──────── Dataset entries
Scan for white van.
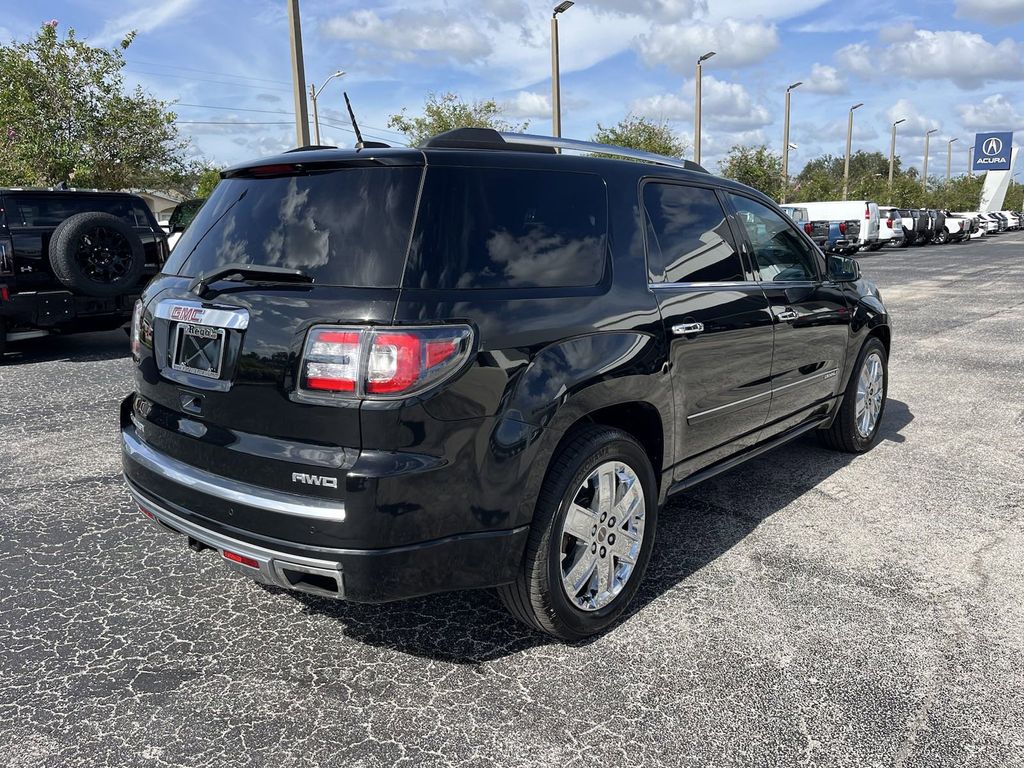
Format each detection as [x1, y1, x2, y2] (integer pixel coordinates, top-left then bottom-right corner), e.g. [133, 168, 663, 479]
[799, 200, 885, 251]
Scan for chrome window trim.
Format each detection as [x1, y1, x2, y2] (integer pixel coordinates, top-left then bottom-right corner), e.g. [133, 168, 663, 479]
[121, 428, 345, 522]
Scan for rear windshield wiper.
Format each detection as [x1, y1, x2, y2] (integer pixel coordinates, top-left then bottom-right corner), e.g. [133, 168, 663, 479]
[188, 264, 313, 297]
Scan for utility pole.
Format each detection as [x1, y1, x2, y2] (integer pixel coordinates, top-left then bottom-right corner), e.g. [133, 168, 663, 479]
[843, 101, 864, 200]
[693, 50, 715, 165]
[551, 0, 574, 136]
[889, 118, 906, 194]
[288, 0, 309, 146]
[780, 81, 804, 203]
[921, 128, 939, 191]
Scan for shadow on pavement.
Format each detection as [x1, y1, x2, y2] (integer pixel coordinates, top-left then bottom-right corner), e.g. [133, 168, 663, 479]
[0, 328, 130, 367]
[260, 399, 913, 665]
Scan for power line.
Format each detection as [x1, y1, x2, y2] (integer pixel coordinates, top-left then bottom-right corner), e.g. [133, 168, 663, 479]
[128, 58, 290, 85]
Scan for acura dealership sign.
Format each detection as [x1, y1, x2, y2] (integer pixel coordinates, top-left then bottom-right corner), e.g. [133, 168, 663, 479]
[974, 131, 1014, 171]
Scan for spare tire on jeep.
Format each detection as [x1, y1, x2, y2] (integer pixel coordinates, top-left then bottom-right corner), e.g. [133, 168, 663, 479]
[50, 212, 145, 297]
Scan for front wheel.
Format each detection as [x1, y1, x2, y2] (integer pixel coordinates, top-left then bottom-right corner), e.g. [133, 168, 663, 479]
[499, 425, 657, 641]
[818, 336, 889, 454]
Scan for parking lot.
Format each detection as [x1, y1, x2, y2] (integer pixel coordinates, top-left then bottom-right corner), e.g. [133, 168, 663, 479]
[0, 233, 1024, 768]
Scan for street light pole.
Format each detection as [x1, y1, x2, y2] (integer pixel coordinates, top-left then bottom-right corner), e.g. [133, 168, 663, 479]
[551, 0, 573, 136]
[693, 50, 715, 165]
[309, 70, 345, 145]
[843, 101, 864, 200]
[288, 0, 309, 146]
[889, 118, 906, 193]
[780, 81, 804, 203]
[922, 128, 939, 191]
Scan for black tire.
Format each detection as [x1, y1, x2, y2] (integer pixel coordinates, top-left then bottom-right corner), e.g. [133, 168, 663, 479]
[50, 212, 145, 297]
[818, 336, 889, 454]
[498, 425, 657, 641]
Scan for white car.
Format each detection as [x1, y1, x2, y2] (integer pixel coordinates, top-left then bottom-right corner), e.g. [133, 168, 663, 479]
[800, 200, 885, 251]
[879, 206, 906, 246]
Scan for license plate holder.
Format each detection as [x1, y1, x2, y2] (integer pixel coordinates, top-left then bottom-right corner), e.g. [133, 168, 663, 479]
[171, 323, 226, 379]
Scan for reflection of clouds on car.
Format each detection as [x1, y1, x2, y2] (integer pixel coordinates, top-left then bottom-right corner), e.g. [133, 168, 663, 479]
[458, 224, 604, 288]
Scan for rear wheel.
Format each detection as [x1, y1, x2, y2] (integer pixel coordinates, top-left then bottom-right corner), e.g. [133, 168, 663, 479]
[499, 425, 657, 641]
[818, 336, 889, 454]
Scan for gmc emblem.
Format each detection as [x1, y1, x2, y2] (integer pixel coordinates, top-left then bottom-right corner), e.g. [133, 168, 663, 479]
[292, 472, 338, 488]
[171, 306, 206, 323]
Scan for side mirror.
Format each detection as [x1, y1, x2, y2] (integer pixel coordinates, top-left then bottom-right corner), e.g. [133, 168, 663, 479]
[825, 254, 860, 283]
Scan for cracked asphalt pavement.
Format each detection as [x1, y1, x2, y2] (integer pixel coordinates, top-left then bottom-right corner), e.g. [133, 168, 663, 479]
[0, 233, 1024, 768]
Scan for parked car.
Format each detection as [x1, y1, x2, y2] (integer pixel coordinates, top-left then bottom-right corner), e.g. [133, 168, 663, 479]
[121, 129, 890, 640]
[161, 198, 206, 248]
[894, 208, 921, 248]
[879, 206, 904, 246]
[0, 188, 168, 353]
[800, 200, 883, 251]
[780, 206, 828, 249]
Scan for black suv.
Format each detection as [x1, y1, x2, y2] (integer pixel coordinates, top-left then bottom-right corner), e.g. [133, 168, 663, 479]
[0, 189, 168, 353]
[121, 129, 890, 639]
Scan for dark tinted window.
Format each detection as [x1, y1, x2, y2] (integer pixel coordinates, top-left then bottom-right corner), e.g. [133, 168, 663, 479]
[164, 167, 422, 288]
[406, 168, 607, 289]
[729, 195, 817, 282]
[7, 193, 152, 227]
[167, 198, 206, 231]
[643, 183, 743, 283]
────────────────
#### [Problem requirements]
Count the lines of the records that contain the string "pole" and give only the number.

#### [Solved problem]
2